Referring expression pointing data

########################################

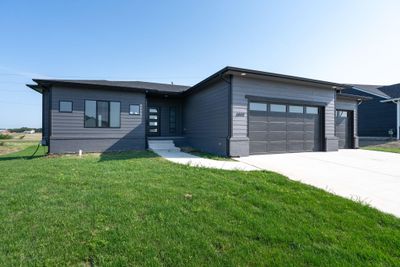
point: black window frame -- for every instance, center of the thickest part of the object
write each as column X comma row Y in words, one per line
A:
column 69, row 101
column 109, row 114
column 133, row 114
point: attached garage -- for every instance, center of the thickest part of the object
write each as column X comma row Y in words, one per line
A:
column 344, row 128
column 284, row 127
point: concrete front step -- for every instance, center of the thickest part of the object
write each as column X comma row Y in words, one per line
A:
column 162, row 145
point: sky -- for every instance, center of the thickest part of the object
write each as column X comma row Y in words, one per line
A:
column 344, row 41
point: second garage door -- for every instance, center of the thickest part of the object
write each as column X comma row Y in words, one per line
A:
column 280, row 128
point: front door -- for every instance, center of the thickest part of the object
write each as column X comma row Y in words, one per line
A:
column 153, row 120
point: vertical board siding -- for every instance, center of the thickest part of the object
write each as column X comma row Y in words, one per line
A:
column 263, row 88
column 70, row 126
column 206, row 118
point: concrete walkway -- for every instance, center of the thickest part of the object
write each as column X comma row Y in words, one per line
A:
column 369, row 176
column 188, row 159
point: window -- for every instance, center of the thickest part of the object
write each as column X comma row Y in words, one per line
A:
column 278, row 108
column 102, row 114
column 172, row 120
column 311, row 110
column 341, row 113
column 115, row 111
column 65, row 106
column 296, row 109
column 258, row 106
column 134, row 109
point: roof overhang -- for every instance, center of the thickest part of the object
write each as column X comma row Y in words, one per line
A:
column 353, row 97
column 391, row 100
column 41, row 84
column 249, row 73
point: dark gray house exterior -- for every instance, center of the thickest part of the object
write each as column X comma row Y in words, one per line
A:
column 234, row 112
column 381, row 113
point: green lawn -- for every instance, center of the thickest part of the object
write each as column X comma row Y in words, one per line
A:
column 135, row 208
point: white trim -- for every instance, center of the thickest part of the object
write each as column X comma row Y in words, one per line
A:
column 368, row 92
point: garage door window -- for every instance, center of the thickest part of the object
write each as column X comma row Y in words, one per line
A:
column 311, row 110
column 258, row 106
column 296, row 109
column 278, row 108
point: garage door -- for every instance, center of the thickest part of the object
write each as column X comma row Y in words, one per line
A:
column 343, row 128
column 280, row 128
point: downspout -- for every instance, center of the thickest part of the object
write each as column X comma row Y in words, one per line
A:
column 398, row 119
column 228, row 137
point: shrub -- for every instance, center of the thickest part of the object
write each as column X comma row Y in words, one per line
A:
column 5, row 136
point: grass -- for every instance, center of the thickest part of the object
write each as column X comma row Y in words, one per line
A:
column 204, row 154
column 18, row 142
column 135, row 208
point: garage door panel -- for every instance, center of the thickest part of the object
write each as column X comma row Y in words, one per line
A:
column 294, row 119
column 295, row 127
column 257, row 126
column 291, row 135
column 275, row 126
column 259, row 116
column 284, row 131
column 277, row 136
column 258, row 136
column 295, row 146
column 258, row 147
column 277, row 147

########################################

ABOUT THIS EXERCISE => The answer is the full set of records printed exactly, less the pictures.

SOLUTION =>
point: black window frame -- for every instance, center of the thickest part of the object
write each as column X comma row Y in words, one per line
A:
column 69, row 101
column 109, row 114
column 133, row 114
point: attached garage -- for every instance, center of the thickest part of the object
write each as column X comma row Y in words, one per line
A:
column 344, row 128
column 284, row 127
point: concrete front step -- for every instance, center of the thickest part of the object
write each as column X comma row Y in words, one per line
A:
column 162, row 145
point: sky -- for every instance, center of the thickest part of the object
write each as column X comma row Y in words, one per line
A:
column 344, row 41
point: second garage door -- for every instance, center of the thickest part of the object
write each as column X comma row Y in words, one per line
A:
column 280, row 128
point: front door -- for every instance, center of the thickest part of the object
write each as column X comma row Y in words, one per line
A:
column 153, row 120
point: vertical board siding -- for every instance, center of the thickest part of the object
write each as column X comma row Y in words, one per line
A:
column 263, row 88
column 70, row 126
column 206, row 118
point: concrete walkway -- for every instance, center of the thickest part of the object
write each as column X comma row Y in words, one per line
A:
column 369, row 176
column 188, row 159
point: window -- for every instance, center of the thickest part of the object
write each as column X comma row Y in words, one per line
A:
column 278, row 108
column 102, row 114
column 172, row 120
column 311, row 110
column 341, row 113
column 115, row 111
column 65, row 106
column 296, row 109
column 258, row 106
column 134, row 109
point: roof overhang -- for every instance, center of the thickest part of the object
write each as column X comma row Y in words, one per line
A:
column 353, row 97
column 391, row 100
column 41, row 84
column 249, row 73
point: dark gray house exterior -- for every instance, center of the thickest part of the object
write each as column X comma row Y in words, one per line
A:
column 234, row 112
column 381, row 113
point: green lawn -- for every instance, center of the thickest part of the object
write each as column X comma row Y in words, one per line
A:
column 135, row 208
point: white trim -- for every instance, center of the thickest part of the object
write each as column X comma row Y in words, one per line
A:
column 368, row 92
point: garage door window -- for every instance, center of the thickest part of the object
write each as column X comma row Y in words, one per line
A:
column 311, row 110
column 258, row 106
column 296, row 109
column 278, row 108
point: garage door -- for every instance, center of the thickest part of the object
write each as column X comma row Y in words, one per line
A:
column 343, row 128
column 280, row 128
point: downspout -- for every instance, center of the thickest part of the object
write each as column X comma row Y in words, one per line
A:
column 398, row 119
column 228, row 137
point: shrub -- for every instance, center of the thickest part of the object
write each as column X comma row Y in words, one per line
A:
column 5, row 136
point: grass -- for every instance, center of the thickest part of the object
write each as column X comma row Y in words, one per line
A:
column 204, row 154
column 18, row 142
column 135, row 208
point: garage door panel -- for every instance, center of the thickest part of the object
write each as column X comma row Y in words, one per line
A:
column 294, row 119
column 295, row 127
column 257, row 126
column 291, row 135
column 275, row 126
column 259, row 116
column 284, row 131
column 277, row 136
column 258, row 136
column 295, row 146
column 258, row 147
column 277, row 147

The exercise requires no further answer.